START Text provided
A Fresh Look at the Boston Massacre, 250 Years After the Event ...
Americans have been rioting for a long time. Five civilians died when British troops fired on demonstrators in Boston, Mass., on March 5, 1770. This famous engraving was popularized by Paul Revere and used to drum up support for the American Revolution five years later.

Americans love to riot, demonstrate and protest. Even before the republic, a protest against British troops occupying unruly Boston, Mass., in 1770 turned into a small riot that resulted in five civilian deaths, which became the “Boston Massacre.” The demonstrators started hurling rocks, sticks and snowballs at frightened British sentries. As usually happens when unarmed demonstrators confront armed troops, the soldiers opened fire.

What is a civil government supposed to do faced with the prospect of being forced out of office by an angry mob? Why pass laws authorizing the use of force, of course. Many many laws. The British used the Riot Act to put down troublemakers. When I was a teenager, we would jokingly describe (to our friends) after some sort of misbehavior being “read the Riot Act” by teachers, parents, or other persons of authority. Little did I know there really was a Riot Act.
END Text provided
START Supplied information
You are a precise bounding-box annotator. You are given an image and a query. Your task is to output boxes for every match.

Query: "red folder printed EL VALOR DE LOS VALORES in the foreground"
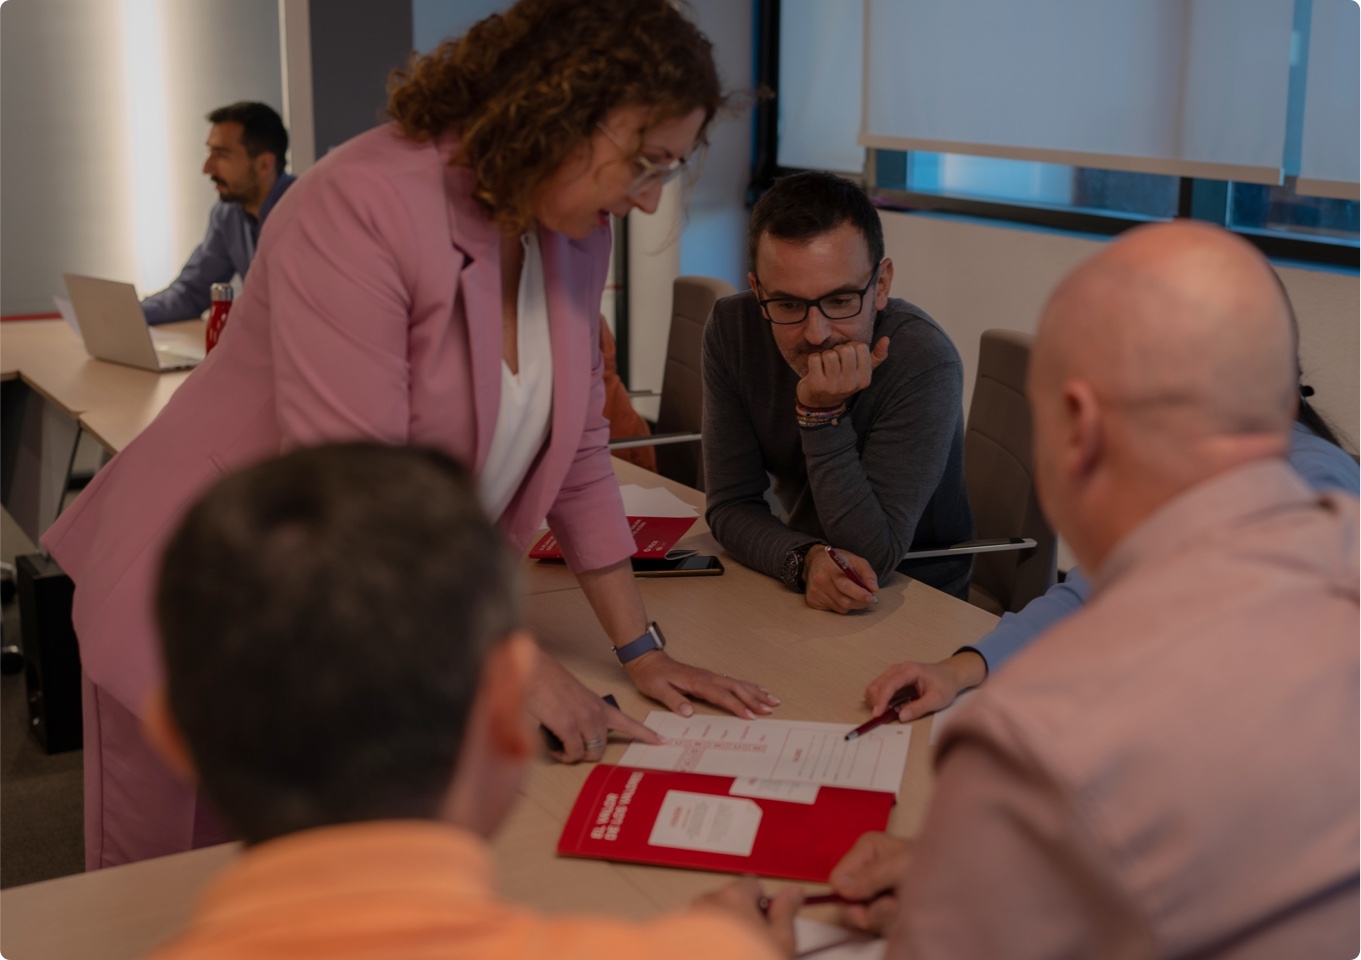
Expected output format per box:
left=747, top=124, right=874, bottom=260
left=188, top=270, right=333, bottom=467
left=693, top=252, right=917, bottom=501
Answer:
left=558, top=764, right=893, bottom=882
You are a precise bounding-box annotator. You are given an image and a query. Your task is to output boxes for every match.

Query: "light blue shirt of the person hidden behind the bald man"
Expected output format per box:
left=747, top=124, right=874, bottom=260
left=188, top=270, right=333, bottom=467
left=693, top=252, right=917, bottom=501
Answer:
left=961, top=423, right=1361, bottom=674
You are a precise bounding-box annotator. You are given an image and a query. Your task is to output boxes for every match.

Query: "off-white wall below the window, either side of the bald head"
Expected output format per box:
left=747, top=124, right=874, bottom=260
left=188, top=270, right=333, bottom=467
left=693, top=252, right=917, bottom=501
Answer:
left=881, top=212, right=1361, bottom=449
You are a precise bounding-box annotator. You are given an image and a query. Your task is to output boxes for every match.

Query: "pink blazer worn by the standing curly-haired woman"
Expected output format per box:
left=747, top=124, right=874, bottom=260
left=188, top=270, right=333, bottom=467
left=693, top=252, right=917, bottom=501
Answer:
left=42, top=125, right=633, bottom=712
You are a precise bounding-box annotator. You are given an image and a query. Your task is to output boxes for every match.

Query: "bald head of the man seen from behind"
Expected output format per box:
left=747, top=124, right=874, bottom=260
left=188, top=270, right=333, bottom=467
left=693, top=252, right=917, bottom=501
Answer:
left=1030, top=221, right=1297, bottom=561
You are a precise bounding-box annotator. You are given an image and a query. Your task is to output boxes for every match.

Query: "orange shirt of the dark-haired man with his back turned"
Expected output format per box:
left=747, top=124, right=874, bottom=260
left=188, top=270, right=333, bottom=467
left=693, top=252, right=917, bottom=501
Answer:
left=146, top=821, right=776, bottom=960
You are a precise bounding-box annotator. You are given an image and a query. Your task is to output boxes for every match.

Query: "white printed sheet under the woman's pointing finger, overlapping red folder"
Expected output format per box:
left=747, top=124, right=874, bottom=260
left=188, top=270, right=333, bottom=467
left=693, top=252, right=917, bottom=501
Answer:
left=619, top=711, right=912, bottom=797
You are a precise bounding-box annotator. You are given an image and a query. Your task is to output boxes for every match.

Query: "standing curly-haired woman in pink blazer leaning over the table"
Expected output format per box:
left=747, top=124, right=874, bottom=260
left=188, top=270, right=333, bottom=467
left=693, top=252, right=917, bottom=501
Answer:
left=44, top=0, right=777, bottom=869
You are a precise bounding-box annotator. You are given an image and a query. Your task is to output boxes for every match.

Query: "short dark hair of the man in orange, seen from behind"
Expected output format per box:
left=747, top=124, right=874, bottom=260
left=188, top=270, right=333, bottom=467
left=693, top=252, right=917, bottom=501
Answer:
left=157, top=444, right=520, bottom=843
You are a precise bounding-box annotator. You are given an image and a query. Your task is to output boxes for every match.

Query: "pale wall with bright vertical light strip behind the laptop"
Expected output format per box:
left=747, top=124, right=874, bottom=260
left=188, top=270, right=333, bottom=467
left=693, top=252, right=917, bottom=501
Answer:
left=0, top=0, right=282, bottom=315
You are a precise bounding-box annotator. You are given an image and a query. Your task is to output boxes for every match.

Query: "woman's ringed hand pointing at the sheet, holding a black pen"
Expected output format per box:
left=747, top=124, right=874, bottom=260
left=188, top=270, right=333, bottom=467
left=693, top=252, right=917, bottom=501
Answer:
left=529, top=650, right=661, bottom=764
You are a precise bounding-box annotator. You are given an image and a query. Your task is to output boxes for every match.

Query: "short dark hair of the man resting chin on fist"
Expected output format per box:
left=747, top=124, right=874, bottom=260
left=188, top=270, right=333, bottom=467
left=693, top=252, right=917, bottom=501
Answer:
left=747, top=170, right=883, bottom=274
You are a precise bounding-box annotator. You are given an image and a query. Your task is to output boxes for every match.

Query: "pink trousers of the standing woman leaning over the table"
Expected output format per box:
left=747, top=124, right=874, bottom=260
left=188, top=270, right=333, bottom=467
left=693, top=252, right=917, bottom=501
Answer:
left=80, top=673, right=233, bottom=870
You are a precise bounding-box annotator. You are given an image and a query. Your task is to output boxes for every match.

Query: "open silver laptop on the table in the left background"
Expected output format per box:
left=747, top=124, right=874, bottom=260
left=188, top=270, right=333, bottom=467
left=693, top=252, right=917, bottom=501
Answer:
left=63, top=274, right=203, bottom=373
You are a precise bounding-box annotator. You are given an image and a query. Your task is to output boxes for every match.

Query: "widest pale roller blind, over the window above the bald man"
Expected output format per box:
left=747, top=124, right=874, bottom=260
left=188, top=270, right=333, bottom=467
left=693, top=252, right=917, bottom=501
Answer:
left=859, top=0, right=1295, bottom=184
END Supplied information
START Supplied information
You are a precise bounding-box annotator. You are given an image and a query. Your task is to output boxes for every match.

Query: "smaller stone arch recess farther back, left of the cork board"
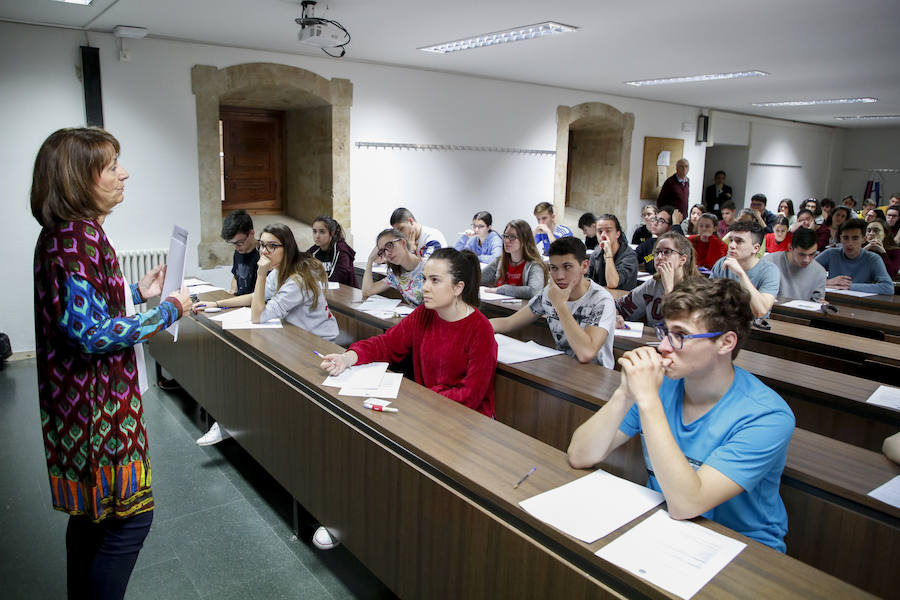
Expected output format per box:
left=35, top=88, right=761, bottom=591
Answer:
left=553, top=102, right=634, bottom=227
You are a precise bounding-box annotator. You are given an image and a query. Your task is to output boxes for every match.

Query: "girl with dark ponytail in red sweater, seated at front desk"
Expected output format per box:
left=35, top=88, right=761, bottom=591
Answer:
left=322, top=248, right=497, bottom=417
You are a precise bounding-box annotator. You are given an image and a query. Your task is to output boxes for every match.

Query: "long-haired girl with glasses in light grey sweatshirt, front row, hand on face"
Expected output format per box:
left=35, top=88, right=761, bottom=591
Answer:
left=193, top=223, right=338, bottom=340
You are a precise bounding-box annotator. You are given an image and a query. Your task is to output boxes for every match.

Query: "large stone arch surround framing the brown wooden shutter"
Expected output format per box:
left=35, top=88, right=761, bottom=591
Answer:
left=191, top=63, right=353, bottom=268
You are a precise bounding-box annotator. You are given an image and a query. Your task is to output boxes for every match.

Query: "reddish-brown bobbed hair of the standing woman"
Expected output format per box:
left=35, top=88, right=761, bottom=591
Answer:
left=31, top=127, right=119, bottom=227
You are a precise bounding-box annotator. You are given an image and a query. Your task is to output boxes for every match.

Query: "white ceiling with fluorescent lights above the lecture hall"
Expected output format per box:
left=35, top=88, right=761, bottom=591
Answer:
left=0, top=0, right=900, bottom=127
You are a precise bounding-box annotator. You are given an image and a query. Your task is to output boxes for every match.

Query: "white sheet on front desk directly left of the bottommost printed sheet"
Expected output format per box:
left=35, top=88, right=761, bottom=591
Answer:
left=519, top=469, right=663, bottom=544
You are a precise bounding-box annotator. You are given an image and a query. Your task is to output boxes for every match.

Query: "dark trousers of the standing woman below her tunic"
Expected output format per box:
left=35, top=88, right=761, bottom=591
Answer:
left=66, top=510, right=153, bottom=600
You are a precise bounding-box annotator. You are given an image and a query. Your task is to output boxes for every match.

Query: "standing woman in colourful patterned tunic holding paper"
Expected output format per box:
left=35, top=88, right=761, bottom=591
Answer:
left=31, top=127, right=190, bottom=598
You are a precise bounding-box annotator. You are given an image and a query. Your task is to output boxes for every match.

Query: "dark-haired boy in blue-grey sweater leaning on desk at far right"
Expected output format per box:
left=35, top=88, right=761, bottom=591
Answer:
END Supplied information
# [What to produce]
Copy out the Boston Massacre text in full, with every word and punctuation mark unchanged.

# [Exercise response]
A Fresh Look at the Boston Massacre, 250 Years After the Event ...
Americans have been rioting for a long time. Five civilians died when British troops fired on demonstrators in Boston, Mass., on March 5, 1770. This famous engraving was popularized by Paul Revere and used to drum up support for the American Revolution five years later.

Americans love to riot, demonstrate and protest. Even before the republic, a protest against British troops occupying unruly Boston, Mass., in 1770 turned into a small riot that resulted in five civilian deaths, which became the “Boston Massacre.” The demonstrators started hurling rocks, sticks and snowballs at frightened British sentries. As usually happens when unarmed demonstrators confront armed troops, the soldiers opened fire.

What is a civil government supposed to do faced with the prospect of being forced out of office by an angry mob? Why pass laws authorizing the use of force, of course. Many many laws. The British used the Riot Act to put down troublemakers. When I was a teenager, we would jokingly describe (to our friends) after some sort of misbehavior being “read the Riot Act” by teachers, parents, or other persons of authority. Little did I know there really was a Riot Act.